▶ _Task goal_: Beginning with the line containing "Annotation task — identify one point per instance of the arch" and ending with the last line of the records, set down every line exactly.

▶ _Raw data_:
* START *

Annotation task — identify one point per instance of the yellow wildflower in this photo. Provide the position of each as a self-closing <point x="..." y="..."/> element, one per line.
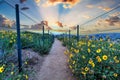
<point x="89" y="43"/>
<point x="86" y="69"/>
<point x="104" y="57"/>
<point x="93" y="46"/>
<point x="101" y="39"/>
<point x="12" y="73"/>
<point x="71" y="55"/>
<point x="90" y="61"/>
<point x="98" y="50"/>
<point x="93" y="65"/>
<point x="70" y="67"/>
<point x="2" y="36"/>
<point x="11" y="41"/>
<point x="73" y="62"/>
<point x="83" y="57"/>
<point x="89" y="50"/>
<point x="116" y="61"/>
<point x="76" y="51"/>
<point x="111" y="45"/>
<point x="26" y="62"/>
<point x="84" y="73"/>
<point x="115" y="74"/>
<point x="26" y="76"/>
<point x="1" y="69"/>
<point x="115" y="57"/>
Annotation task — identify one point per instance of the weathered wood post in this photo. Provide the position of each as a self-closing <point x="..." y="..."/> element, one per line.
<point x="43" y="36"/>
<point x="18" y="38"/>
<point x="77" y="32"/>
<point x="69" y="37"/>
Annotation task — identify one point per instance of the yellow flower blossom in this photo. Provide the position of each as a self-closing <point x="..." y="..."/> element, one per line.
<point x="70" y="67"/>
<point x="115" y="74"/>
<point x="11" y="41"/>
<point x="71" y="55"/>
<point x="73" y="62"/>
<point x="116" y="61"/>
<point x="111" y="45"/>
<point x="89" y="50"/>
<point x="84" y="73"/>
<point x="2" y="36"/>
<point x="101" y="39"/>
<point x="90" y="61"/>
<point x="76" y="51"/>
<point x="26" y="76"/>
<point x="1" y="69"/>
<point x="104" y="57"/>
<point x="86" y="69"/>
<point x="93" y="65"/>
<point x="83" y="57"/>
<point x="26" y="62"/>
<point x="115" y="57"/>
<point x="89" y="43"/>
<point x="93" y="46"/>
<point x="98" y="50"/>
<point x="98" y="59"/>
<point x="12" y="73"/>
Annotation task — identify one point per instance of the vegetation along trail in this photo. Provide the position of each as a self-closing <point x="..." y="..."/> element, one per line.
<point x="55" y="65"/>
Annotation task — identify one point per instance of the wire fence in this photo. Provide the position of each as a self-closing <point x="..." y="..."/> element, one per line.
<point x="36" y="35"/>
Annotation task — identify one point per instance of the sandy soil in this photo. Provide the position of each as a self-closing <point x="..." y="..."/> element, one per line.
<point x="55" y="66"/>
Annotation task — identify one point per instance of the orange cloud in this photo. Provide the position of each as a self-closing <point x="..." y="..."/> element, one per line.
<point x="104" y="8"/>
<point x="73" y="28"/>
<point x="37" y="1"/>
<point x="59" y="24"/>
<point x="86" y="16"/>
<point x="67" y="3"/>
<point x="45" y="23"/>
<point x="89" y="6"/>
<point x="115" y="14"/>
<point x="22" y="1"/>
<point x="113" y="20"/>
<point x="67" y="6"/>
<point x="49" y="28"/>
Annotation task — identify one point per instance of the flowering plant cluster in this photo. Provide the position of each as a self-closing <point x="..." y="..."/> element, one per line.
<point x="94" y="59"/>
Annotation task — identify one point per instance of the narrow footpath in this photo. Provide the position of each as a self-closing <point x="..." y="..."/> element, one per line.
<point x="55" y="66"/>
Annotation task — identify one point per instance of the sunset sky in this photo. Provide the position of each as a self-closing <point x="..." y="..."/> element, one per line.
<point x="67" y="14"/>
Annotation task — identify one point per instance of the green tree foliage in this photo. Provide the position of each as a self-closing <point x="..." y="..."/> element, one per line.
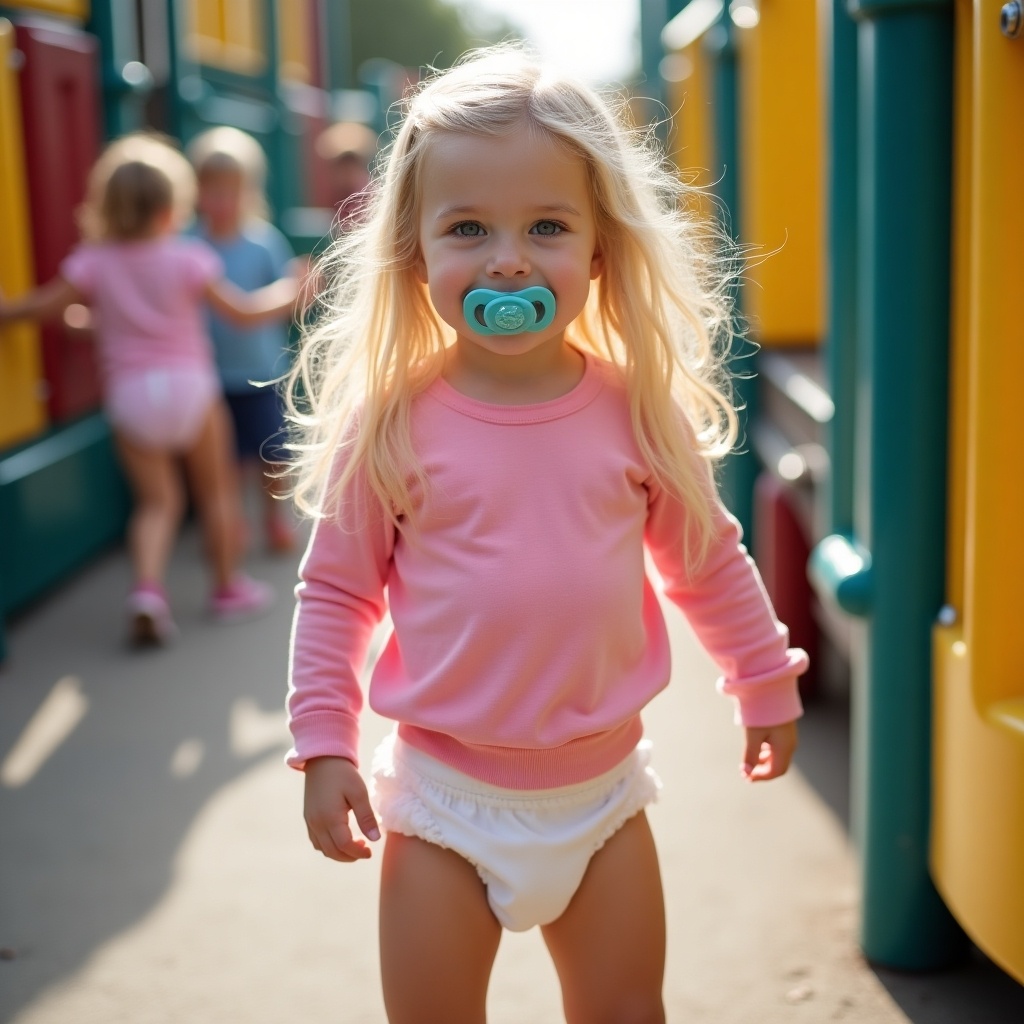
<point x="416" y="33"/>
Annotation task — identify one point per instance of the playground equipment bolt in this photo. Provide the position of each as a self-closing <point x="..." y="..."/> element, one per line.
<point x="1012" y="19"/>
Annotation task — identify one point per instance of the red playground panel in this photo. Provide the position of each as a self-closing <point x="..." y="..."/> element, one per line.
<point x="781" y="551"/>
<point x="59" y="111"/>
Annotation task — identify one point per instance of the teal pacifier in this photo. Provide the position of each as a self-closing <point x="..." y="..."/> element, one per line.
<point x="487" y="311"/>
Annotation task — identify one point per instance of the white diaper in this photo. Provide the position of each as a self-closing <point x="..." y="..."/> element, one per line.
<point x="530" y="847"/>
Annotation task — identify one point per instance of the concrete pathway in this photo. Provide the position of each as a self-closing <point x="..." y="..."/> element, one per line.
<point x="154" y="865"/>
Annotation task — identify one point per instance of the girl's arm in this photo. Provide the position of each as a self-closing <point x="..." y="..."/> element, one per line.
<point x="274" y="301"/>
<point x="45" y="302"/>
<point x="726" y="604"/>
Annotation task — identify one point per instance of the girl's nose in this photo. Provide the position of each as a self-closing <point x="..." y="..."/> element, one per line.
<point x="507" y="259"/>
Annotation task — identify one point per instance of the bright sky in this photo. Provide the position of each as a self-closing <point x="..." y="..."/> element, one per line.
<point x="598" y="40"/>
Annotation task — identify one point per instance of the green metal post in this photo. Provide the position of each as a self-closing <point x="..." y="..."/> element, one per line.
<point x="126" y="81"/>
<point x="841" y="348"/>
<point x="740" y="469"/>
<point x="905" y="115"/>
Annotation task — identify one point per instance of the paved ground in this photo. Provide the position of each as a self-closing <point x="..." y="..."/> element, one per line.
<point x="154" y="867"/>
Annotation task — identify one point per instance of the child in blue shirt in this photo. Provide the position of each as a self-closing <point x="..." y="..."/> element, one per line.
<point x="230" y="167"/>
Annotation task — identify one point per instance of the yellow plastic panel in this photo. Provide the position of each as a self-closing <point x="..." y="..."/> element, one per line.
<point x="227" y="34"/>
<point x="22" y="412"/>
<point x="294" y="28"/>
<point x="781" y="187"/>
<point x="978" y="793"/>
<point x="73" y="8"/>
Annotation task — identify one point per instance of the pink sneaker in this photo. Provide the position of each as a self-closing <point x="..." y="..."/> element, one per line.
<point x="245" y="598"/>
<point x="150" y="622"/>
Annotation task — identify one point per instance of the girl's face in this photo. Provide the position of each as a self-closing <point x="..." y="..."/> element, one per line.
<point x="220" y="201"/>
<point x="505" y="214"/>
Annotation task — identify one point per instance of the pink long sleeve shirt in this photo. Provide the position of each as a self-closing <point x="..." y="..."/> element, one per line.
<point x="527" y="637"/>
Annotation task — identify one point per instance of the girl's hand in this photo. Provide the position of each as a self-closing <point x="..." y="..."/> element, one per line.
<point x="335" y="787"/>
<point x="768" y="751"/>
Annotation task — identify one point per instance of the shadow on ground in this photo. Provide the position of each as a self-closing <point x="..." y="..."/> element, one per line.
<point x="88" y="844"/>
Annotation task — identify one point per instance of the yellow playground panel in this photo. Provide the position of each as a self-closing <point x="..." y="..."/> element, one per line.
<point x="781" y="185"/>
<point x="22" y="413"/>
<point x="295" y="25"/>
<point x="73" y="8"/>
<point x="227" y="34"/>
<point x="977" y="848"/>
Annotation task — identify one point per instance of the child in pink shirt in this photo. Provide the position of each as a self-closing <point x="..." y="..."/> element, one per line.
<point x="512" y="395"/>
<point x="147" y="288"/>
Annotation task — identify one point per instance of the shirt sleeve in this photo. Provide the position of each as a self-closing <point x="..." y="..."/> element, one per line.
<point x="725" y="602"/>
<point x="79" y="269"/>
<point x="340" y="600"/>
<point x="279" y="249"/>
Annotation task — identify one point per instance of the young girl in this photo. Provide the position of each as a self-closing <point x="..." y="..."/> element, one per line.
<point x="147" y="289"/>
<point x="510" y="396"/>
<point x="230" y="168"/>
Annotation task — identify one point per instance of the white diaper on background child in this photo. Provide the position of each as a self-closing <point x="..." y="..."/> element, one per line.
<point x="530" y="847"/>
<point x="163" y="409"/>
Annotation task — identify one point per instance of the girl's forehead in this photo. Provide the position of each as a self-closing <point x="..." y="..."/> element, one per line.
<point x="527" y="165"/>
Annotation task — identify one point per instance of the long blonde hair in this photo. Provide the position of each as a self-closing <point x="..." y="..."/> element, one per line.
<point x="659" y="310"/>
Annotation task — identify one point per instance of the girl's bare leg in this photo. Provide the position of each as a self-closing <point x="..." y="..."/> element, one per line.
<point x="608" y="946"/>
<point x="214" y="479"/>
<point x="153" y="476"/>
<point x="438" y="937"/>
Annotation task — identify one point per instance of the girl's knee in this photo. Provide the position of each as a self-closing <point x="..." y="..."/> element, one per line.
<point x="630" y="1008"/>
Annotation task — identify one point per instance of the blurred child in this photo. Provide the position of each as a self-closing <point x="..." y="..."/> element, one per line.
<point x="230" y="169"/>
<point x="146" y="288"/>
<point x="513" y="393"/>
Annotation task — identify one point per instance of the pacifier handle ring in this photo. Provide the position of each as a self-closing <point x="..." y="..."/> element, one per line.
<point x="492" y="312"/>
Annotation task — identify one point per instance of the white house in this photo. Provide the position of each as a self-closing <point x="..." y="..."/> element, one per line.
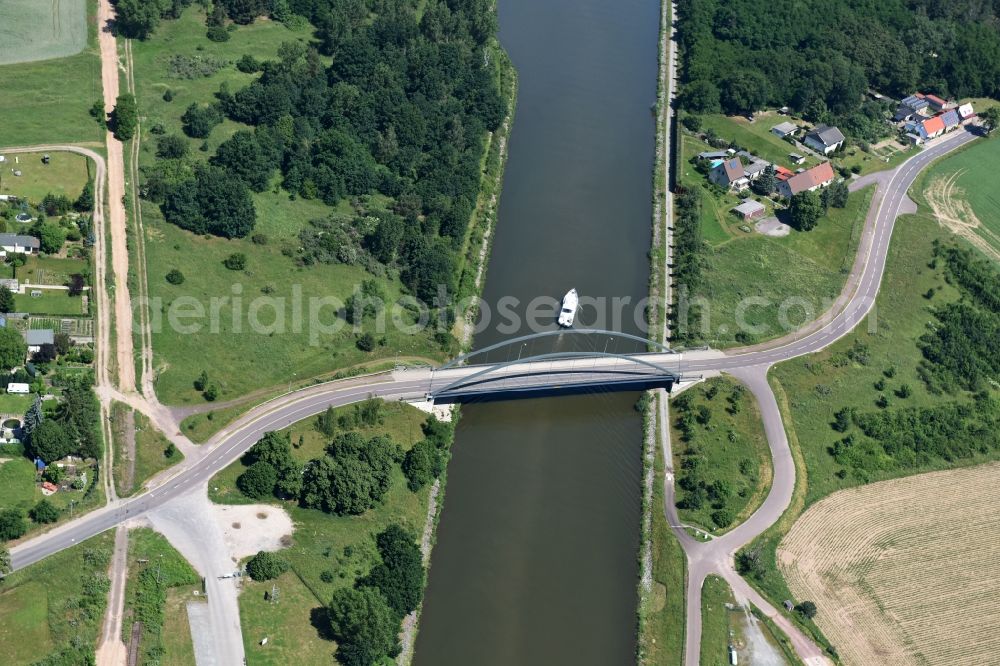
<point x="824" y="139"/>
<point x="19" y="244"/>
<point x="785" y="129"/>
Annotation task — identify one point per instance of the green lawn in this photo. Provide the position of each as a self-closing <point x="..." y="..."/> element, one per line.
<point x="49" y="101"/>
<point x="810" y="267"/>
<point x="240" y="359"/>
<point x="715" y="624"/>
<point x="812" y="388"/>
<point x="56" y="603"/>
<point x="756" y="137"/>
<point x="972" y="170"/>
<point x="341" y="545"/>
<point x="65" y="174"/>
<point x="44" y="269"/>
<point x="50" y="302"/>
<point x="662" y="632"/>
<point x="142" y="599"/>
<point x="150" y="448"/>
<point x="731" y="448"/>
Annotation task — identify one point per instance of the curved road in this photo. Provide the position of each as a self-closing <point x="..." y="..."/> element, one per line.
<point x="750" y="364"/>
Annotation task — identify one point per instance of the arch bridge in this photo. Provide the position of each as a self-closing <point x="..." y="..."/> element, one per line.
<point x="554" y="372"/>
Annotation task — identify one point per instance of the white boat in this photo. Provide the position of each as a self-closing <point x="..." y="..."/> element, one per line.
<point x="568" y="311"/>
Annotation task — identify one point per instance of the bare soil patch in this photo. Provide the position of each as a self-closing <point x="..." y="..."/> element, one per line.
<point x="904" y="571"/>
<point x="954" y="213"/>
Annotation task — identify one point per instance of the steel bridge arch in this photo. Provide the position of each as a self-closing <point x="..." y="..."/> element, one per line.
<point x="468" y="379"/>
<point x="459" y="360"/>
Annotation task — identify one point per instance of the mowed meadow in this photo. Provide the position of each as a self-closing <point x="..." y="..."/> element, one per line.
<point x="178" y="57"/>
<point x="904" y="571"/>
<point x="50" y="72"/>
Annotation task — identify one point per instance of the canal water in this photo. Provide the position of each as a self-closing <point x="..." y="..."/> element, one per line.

* END *

▶ _Task answer_:
Annotation task — identify one point per instance of the arch bridge in this photo. Provide the position of each as a self-closing <point x="..." y="..."/> element, one per line.
<point x="554" y="372"/>
Annotation task — identify one point per instance of the white boat in this photo. Provide the position of each as a self-closing <point x="..." y="..."/> element, one per line.
<point x="568" y="311"/>
Annotation task — identify one point per instance of the bare soil patch in this photo. Provide the position of each as a self-closing <point x="..." y="..."/> element, one per line.
<point x="904" y="571"/>
<point x="954" y="213"/>
Annotation task — identify one point per instance of the steel bridge arch in this photo. Provide the position of each as a self-closing <point x="..." y="..."/> element, one per line.
<point x="468" y="379"/>
<point x="459" y="360"/>
Annotation task — identify one point per instance of the mowed meadow in this photo. Provide the position of each as a self-closing <point x="..." y="..."/> element, one per line.
<point x="178" y="57"/>
<point x="904" y="571"/>
<point x="50" y="72"/>
Annotation task — identify one point per instance of the canal water in this photo. Provide the position of each as a self-closing <point x="..." y="..."/> element, one per line.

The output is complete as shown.